Work required
Copy, character for character, the rows from the line with "Point out the carrot stem" up to and including the last line of the rows. Leave the pictures out of your copy.

Entries
· · · · ·
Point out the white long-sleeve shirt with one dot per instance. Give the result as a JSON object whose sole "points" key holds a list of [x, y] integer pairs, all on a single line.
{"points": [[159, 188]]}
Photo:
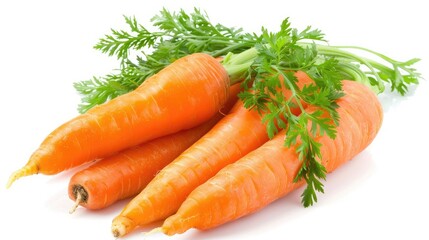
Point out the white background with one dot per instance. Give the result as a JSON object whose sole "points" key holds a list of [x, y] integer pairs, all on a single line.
{"points": [[45, 46]]}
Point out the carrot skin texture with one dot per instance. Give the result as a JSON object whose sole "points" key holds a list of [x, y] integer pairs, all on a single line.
{"points": [[222, 145], [126, 173], [187, 93], [267, 173]]}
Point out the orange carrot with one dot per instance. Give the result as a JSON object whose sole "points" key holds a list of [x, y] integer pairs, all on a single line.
{"points": [[184, 94], [125, 174], [267, 173], [238, 133]]}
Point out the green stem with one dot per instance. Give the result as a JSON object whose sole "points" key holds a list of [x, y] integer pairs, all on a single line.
{"points": [[337, 52], [237, 65]]}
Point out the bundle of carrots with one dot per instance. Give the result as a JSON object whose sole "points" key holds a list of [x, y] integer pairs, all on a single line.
{"points": [[210, 124]]}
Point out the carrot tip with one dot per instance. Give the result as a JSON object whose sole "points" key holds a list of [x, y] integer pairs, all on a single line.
{"points": [[27, 170]]}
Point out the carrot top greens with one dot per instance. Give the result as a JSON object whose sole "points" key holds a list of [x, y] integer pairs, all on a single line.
{"points": [[264, 63]]}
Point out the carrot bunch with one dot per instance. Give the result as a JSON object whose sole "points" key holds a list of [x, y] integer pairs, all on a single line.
{"points": [[200, 140]]}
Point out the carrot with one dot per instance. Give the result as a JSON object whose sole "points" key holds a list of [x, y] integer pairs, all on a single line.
{"points": [[125, 174], [181, 96], [268, 173], [238, 133]]}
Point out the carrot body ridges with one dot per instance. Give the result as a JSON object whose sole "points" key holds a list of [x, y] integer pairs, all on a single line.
{"points": [[181, 96], [126, 173], [267, 173], [222, 145]]}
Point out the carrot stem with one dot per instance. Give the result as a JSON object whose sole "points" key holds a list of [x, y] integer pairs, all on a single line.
{"points": [[76, 203]]}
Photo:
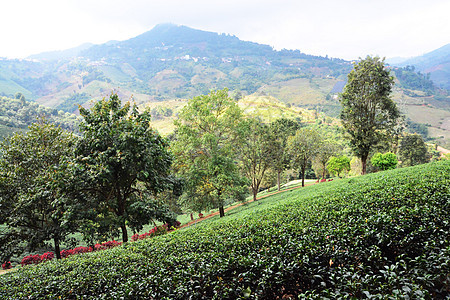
· · · · ·
Solution
Point out the carrot stem with one dot per instance. Give the result as a JSON object whose sole "points" key holds a list of [x, y] integer pairs, all on a single line.
{"points": [[76, 203]]}
Photo:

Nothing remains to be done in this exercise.